**THE TASK:**
Please set down, word for word, the passage of the Henry Cronkite profile that begins at the words "- Died: December" and ends after the words "football player (1911–1949)".

**EXTRACT PROVIDED:**
•••

Henry Cronkite

Profile
- Positions: End (football), Center (basketball)

Personal information
- Born: March 15, 1911 Oklahoma, U.S.
- Died: December 27, 1949 (aged 38) Wichita, Kansas, U.S.

Career information
- College: Kansas State College

Awards and highlights
- First-team All-American (1931); 2× First-team All-Big Six (1930, 1931); Kansas State Athletics Hall of Fame (1995);

= Henry Cronkite =

American football player (1911–1949)

Henry Oliver "High" Cronkite (March 15, 1911 – December 27, 1949) was an American collegiate athlete. A 6'5" giant of his era, Cronkite was best known as a football player, as which he was regarded as both a strong tackler and adept offensive receiver playing the End position for the Kansas State Aggies football team.

Cronkite was named an All-American at his position following the 1931 season. After teaching school for two years after graduation, Cronkite played football professionally in 1934 for the Brooklyn Dodgers of the National Football League (NFL), starting two times in a brief six game career.

A three-sport athlete, Cronkite also earned All-Conference honors as a center for the Kansas State basketball team and was a letterman on the school's track and field team.

In 1995, Cronkite was inducted into the Kansas State Athletics Hall of Fame.

•••

**DATA:**
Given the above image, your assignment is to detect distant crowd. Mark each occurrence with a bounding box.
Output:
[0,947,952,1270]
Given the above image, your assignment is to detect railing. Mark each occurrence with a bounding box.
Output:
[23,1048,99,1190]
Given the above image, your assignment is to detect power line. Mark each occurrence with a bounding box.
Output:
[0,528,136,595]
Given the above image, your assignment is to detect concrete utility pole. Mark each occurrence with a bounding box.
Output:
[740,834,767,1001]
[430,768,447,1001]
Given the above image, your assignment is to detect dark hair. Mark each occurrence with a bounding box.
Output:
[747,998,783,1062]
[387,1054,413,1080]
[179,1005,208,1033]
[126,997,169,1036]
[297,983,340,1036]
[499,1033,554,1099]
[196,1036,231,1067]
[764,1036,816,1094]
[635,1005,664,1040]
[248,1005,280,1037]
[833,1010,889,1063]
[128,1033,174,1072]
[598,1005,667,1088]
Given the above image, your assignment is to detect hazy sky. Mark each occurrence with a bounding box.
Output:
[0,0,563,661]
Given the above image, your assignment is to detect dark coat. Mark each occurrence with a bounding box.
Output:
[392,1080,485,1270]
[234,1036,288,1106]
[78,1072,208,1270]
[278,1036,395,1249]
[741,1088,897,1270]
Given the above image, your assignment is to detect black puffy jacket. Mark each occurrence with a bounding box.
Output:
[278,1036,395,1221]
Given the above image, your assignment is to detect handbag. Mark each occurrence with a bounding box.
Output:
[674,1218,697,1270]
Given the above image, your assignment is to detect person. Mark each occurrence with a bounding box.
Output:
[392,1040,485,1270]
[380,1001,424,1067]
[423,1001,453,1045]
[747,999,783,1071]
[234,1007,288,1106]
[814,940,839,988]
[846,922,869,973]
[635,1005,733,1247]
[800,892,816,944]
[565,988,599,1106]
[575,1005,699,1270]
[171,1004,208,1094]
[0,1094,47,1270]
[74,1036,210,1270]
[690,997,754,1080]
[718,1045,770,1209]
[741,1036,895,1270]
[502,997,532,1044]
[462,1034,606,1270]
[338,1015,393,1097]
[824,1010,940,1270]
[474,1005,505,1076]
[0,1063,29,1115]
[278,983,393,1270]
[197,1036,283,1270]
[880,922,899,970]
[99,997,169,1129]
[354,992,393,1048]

•••

**RESPONSE TO THE EXERCISE:**
- Died: December 27, 1949 (aged 38) Wichita, Kansas, U.S.

Career information
- College: Kansas State College

Awards and highlights
- First-team All-American (1931); 2× First-team All-Big Six (1930, 1931); Kansas State Athletics Hall of Fame (1995);

= Henry Cronkite =

American football player (1911–1949)